> [Source passage]
******************************

This entry was posted in CQRS, Event sourcing, no-database. Bookmark the permalink. Follow any comments here with the RSS feed for this post.
  • Chris Martin

    I can echo everything you’ve said in this post. 

    I’ts refreshing to see this model of application being used by more people. We’ve built our application on top of Lokad.Cqrs going on two years now. It’s very stable and with some creativity, very powerful.

  • Pingback: The Morning Brew - Chris Alcock » The Morning Brew #1129()

  • Wayne M

    So basically you do small enough commands that you can assume it succeeds and act as though it does, but maybe send a notice later to the customer (let’s go with an e-com example as that’s what I’m familiar with) if there was a problem?  Let’s use a real-world example.  My company lets people book freight shipments online and choose what carrier they want to pick it up, and pay for it all online – the quote then goes to our backoffice system where an agent follows up with the carrier to make sure the shipment is handled and keeps in contact with the customer.  The idea here would be to handle each of those things (e.g. getting the quote, paying for the quote, etc.) as events, without worrying if the customer’s credit card couldn’t be charged (bad example though as we kind of have to wait for that) or if the carrier they chose is available?  So if they choose ABC Freight and later on something happens whereby ABC Freight can’t  service the request (this part is handled in the backoffice system), the agent would initiate that event and either that or more likely the agent would notify the customer to let them know?

******************************

> [Activities]
1. Answer these questions using the comment thread:
(a) Under which categories was the entry posted?
(b) How long has Chris Martin's team been building its application on Lokad.Cqrs?
(c) What carrier name does Wayne M use in his example?
2. Print the comment thread word for word from "I can echo everything" to "Morning Brew #1129()".
3. In the comment thread, Wayne M says his company lets people do certain things online. List each of them.
The records that follow the comment thread come from a different, unrelated source.

******************************

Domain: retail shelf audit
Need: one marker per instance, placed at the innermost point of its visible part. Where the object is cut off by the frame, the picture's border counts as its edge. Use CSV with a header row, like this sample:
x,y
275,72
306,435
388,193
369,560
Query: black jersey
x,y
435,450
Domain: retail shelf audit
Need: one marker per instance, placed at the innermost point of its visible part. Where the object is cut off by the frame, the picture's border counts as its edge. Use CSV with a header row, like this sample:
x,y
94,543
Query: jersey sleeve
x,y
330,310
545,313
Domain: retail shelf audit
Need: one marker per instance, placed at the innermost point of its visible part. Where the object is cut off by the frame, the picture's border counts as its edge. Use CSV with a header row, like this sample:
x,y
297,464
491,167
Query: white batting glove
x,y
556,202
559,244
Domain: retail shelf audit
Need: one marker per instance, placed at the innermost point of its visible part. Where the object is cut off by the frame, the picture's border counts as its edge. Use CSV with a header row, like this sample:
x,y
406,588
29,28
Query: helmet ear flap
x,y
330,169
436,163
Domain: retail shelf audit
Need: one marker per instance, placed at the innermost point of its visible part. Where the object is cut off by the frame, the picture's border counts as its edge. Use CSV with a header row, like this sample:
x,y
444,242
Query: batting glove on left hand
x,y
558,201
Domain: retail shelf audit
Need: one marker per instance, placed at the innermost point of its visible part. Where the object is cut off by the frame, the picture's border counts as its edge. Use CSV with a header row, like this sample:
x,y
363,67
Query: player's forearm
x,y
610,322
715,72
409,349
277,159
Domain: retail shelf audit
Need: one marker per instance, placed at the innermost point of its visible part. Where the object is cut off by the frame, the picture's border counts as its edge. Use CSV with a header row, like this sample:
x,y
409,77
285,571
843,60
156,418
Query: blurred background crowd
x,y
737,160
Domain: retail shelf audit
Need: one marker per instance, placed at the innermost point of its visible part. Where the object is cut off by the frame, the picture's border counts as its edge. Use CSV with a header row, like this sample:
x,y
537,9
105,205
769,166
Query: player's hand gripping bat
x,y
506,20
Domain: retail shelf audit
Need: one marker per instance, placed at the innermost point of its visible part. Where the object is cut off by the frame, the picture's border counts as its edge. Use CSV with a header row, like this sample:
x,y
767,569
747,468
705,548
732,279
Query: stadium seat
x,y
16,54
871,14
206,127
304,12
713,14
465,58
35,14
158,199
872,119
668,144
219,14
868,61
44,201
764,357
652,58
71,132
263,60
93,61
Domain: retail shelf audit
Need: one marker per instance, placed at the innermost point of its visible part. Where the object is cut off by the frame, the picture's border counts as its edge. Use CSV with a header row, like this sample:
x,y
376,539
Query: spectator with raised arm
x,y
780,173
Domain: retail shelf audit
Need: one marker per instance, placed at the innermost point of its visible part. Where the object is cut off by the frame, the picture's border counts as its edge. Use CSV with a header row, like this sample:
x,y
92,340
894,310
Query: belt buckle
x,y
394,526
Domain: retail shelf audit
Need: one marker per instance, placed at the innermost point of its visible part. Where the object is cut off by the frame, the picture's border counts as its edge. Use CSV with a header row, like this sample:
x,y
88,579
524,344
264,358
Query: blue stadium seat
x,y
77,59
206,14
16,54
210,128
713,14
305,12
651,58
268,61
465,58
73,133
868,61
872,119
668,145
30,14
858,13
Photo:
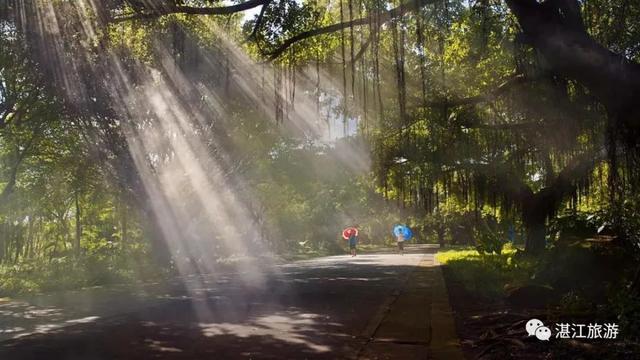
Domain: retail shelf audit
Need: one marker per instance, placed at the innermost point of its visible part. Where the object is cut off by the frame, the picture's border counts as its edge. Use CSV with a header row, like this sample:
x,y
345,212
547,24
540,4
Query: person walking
x,y
353,242
400,241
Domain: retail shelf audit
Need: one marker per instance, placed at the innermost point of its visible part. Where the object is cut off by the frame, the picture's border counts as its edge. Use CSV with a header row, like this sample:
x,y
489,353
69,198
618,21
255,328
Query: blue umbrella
x,y
403,230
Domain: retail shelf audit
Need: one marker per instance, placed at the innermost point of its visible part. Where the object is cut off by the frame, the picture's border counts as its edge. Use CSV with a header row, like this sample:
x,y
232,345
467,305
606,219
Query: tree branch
x,y
258,23
378,18
222,10
485,97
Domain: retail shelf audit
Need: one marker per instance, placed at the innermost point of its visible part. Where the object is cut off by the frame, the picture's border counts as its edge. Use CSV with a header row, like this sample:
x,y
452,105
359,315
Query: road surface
x,y
374,306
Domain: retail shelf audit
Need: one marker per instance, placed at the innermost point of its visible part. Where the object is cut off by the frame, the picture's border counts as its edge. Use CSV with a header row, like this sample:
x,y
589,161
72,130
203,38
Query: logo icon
x,y
532,325
543,333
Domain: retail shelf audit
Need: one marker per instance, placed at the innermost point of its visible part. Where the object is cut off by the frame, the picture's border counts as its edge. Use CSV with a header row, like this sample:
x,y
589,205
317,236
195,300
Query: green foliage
x,y
486,275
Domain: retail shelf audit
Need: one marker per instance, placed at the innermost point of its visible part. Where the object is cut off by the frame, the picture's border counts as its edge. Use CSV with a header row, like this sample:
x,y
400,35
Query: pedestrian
x,y
400,241
353,241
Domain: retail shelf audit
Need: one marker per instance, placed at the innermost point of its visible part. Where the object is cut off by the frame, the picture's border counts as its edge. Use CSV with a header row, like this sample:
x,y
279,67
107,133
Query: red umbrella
x,y
348,232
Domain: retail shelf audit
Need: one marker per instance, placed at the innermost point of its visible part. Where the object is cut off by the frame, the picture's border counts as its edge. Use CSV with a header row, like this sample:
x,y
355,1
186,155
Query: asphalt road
x,y
377,306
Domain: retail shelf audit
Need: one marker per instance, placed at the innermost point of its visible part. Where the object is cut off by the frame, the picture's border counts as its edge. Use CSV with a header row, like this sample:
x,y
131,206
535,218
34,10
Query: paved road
x,y
376,306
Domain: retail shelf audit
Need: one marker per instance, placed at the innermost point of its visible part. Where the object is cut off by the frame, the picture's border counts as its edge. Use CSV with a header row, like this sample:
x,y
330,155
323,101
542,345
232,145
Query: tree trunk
x,y
536,229
78,225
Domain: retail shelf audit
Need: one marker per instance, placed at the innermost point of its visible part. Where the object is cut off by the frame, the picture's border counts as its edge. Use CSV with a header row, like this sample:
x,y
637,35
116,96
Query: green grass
x,y
486,275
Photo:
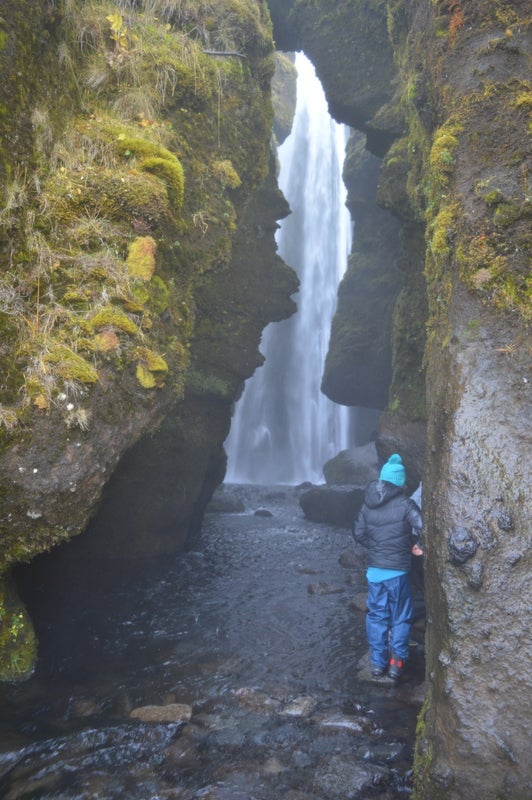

******************************

> [Outputs for the tasks]
1.
(a) CQRS, Event sourcing, and no-database.
(b) Going on two years.
(c) ABC Freight.

2.
I can echo everything you’ve said in this post. 

    I’ts refreshing to see this model of application being used by more people. We’ve built our application on top of Lokad.Cqrs going on two years now. It’s very stable and with some creativity, very powerful.

  • Pingback: The Morning Brew - Chris Alcock » The Morning Brew #1129()

3.
- Book freight shipments
- Choose what carrier they want to pick the shipment up
- Pay for it all